>> START

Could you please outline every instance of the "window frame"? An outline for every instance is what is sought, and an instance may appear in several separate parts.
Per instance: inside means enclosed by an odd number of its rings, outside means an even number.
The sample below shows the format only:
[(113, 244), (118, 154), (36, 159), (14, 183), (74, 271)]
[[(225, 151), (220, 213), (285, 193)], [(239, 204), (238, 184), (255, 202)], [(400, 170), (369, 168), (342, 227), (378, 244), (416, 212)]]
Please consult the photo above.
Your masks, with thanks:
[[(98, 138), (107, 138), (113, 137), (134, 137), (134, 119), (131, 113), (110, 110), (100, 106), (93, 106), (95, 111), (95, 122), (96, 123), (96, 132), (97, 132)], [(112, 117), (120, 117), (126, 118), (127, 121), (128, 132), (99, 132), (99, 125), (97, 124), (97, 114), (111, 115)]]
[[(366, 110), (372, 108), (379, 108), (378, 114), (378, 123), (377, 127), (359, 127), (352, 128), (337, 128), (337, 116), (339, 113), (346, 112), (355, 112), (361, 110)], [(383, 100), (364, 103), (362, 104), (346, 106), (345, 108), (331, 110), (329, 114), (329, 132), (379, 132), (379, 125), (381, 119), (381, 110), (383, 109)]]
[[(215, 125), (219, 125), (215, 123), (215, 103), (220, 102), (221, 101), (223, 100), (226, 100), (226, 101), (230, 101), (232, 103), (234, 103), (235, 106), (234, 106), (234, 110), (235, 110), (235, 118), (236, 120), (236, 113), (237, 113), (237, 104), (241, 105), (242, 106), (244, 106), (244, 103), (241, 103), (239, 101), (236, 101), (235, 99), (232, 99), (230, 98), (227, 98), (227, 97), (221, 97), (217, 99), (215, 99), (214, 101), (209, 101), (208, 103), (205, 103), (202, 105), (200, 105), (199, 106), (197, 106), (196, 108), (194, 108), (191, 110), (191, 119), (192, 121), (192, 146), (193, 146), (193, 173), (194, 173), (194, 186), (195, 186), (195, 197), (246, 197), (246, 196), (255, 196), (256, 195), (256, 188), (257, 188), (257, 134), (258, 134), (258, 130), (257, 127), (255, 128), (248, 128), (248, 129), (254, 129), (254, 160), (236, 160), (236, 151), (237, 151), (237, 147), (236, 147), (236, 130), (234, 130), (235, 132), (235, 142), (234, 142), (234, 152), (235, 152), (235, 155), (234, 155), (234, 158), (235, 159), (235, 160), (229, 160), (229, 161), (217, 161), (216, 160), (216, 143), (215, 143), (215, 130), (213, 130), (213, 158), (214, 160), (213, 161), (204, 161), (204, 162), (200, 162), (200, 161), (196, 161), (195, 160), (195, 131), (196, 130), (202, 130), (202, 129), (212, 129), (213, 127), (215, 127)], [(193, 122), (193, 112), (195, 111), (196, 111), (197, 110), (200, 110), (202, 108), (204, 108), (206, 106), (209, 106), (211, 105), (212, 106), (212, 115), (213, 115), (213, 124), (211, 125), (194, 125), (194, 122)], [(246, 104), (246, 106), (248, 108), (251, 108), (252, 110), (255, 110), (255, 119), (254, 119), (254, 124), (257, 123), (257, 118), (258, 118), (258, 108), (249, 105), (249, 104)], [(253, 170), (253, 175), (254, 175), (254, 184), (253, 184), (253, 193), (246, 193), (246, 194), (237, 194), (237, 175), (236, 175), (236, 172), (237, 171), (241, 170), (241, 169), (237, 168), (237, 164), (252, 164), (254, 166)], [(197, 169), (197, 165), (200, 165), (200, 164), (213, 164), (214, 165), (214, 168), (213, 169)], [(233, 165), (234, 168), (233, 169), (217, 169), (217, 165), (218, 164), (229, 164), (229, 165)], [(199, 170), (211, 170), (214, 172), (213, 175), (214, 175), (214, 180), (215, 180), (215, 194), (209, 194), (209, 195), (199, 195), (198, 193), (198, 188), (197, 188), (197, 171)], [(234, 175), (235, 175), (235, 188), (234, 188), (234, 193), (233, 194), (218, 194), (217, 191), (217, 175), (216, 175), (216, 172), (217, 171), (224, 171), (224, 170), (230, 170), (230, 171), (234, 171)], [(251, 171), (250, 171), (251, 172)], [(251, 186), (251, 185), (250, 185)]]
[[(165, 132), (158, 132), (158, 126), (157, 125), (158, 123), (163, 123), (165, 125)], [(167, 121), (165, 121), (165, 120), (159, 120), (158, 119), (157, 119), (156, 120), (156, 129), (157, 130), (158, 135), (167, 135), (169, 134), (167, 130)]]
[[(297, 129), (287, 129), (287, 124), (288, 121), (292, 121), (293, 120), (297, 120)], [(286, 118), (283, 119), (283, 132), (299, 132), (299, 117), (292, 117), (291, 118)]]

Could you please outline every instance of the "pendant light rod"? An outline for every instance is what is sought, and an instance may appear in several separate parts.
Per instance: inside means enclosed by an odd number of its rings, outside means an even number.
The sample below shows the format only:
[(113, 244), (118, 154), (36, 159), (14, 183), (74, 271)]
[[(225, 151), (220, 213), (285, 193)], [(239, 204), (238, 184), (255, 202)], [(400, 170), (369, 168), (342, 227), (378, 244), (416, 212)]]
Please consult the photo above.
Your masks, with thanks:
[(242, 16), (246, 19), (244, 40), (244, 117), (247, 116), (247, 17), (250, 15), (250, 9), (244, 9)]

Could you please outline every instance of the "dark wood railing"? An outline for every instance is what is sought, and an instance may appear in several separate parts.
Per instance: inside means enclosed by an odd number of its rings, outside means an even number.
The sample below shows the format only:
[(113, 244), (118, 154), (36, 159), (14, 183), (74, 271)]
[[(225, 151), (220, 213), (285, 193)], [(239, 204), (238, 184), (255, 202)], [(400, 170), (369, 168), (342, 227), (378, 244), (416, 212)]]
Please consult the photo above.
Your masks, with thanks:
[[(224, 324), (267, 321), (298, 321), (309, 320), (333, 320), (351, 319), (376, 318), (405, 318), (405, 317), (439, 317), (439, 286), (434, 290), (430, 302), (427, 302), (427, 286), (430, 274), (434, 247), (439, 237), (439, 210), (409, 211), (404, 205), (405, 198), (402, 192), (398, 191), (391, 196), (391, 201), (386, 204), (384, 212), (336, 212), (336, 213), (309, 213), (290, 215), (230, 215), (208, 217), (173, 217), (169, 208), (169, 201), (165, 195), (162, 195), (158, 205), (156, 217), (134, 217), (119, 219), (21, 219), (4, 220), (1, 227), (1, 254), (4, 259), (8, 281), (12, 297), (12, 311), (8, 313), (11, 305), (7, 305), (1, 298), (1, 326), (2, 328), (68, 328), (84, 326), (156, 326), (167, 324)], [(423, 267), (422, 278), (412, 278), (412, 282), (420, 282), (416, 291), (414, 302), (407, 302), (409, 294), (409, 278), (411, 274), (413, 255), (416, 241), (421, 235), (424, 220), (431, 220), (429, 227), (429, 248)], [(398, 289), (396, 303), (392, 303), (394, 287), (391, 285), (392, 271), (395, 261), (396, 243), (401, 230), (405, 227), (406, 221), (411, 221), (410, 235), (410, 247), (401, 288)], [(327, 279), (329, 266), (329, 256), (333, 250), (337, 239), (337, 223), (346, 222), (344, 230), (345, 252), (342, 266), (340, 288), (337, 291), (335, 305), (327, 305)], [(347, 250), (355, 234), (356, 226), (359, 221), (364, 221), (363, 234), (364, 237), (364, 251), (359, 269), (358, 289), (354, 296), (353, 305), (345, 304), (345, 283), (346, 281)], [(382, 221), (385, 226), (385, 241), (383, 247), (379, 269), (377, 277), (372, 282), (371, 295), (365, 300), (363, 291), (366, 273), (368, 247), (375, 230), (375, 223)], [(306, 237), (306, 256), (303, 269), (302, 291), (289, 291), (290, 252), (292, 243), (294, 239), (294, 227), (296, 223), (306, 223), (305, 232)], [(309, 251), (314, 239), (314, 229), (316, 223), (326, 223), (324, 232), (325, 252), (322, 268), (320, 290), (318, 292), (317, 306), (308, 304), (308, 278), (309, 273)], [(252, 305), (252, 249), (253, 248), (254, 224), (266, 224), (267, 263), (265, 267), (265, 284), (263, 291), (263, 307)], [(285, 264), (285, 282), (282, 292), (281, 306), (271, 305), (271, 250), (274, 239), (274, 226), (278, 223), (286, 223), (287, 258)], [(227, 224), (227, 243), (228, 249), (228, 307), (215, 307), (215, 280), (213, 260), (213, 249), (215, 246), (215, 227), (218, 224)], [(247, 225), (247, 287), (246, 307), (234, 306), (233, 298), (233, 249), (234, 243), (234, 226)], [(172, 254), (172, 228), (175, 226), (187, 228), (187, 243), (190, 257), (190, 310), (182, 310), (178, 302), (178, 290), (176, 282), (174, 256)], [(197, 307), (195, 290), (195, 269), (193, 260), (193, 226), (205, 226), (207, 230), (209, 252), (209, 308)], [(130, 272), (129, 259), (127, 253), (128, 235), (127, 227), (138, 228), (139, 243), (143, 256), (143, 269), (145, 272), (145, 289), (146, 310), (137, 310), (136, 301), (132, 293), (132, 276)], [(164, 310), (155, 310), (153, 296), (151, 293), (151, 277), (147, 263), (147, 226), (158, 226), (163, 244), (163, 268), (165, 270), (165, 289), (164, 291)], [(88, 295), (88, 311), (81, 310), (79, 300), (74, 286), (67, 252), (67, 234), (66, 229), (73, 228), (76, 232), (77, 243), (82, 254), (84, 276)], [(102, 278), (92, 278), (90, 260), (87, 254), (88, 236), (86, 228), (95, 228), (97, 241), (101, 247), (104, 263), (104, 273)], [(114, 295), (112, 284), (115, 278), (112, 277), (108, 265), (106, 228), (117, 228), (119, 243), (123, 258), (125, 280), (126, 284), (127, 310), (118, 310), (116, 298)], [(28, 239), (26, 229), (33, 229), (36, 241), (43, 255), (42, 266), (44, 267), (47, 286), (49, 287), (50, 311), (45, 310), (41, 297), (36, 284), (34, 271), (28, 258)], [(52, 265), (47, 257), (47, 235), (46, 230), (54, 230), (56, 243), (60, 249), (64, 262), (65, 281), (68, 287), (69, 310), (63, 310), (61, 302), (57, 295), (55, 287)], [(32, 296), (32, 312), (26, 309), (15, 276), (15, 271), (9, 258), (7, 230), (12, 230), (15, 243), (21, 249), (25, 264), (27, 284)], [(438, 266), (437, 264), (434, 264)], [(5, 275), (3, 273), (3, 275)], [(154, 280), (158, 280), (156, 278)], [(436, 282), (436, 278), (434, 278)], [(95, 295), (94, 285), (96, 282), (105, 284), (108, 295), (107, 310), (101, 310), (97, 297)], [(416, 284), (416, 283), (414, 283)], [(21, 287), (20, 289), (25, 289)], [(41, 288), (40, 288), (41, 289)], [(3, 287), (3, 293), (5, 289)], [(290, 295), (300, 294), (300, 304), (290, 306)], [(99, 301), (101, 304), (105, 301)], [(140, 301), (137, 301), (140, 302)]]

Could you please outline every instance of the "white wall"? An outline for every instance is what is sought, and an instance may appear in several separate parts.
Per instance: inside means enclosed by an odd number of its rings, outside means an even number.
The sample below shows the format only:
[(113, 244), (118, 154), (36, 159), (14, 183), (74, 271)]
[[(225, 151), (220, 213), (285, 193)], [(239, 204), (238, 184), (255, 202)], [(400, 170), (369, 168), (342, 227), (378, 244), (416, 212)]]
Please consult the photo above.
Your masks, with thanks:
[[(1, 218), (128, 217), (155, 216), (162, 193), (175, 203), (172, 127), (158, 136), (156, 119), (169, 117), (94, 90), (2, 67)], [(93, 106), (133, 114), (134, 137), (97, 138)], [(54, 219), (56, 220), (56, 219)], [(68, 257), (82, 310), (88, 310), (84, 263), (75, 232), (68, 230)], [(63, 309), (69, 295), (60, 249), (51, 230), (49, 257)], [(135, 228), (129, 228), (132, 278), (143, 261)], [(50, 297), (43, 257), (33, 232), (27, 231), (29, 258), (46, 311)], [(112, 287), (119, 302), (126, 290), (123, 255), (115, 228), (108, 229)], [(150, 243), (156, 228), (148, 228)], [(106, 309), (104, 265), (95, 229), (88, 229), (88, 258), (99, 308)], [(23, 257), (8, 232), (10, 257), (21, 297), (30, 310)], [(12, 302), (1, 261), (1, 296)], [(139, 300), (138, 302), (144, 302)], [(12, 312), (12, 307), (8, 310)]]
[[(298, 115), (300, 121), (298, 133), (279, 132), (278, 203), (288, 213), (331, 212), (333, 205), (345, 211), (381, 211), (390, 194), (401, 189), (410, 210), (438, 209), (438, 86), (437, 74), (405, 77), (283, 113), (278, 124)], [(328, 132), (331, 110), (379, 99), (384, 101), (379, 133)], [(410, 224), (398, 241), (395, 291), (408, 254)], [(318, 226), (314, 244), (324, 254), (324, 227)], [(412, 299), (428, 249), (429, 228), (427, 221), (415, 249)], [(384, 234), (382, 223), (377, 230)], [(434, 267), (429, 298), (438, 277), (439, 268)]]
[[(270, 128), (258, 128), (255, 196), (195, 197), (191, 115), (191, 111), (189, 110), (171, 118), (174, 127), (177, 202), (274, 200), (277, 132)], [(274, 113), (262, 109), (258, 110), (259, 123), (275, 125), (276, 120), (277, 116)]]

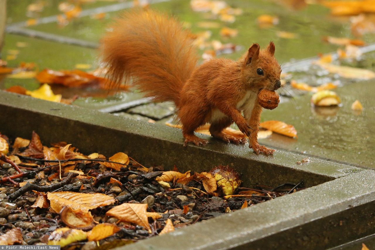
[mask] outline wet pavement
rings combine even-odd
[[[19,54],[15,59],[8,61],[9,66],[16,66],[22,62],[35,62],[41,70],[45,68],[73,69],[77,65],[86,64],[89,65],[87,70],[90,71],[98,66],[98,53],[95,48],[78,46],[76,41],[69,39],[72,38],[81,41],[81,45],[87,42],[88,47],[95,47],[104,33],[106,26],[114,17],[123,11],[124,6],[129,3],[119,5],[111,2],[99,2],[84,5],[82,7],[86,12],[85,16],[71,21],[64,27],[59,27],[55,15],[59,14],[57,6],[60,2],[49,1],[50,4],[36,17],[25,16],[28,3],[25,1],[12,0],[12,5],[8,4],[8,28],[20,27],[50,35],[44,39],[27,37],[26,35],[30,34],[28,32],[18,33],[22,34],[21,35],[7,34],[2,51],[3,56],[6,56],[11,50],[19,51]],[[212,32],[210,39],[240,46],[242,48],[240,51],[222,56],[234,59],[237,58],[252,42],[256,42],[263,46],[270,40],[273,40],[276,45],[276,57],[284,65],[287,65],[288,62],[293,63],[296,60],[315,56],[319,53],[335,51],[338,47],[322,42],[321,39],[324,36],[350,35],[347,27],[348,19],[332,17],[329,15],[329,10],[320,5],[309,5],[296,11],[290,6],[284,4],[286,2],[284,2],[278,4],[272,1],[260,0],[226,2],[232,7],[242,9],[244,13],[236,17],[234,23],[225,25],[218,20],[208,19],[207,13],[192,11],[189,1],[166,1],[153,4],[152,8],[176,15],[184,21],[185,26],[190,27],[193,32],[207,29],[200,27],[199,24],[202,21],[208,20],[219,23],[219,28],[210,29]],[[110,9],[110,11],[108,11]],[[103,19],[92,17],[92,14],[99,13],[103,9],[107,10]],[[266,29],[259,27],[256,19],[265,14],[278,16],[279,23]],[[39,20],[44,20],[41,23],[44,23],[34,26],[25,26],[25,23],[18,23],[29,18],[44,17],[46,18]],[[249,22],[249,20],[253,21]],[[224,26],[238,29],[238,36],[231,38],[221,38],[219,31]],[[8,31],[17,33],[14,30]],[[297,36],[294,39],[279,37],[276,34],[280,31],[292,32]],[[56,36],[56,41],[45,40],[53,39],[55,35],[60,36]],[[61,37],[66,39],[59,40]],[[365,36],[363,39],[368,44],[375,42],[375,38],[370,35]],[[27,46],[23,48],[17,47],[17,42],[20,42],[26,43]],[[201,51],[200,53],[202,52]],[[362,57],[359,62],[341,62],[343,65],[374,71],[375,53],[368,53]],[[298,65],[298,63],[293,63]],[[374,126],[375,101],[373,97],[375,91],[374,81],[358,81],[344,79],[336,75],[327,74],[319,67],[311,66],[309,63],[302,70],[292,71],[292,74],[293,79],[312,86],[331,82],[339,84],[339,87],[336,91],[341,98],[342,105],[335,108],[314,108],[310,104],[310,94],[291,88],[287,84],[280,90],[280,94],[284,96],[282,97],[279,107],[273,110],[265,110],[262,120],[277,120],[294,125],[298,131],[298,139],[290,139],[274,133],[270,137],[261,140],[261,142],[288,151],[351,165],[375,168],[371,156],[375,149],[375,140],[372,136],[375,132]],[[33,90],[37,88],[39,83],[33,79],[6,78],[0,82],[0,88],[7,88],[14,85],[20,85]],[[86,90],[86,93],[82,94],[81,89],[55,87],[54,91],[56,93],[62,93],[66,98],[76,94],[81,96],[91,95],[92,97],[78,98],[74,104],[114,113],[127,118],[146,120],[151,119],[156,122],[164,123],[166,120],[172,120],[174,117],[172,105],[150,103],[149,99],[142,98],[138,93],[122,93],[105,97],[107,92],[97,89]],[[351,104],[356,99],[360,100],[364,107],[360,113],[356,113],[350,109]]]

>> END

= Goal of the exercise =
Write out the lines of the material above, from the line containing "[mask] outline wet pavement" through the line containing "rings combine even-odd", including both of those lines.

= Correct output =
[mask] outline wet pavement
rings combine even-odd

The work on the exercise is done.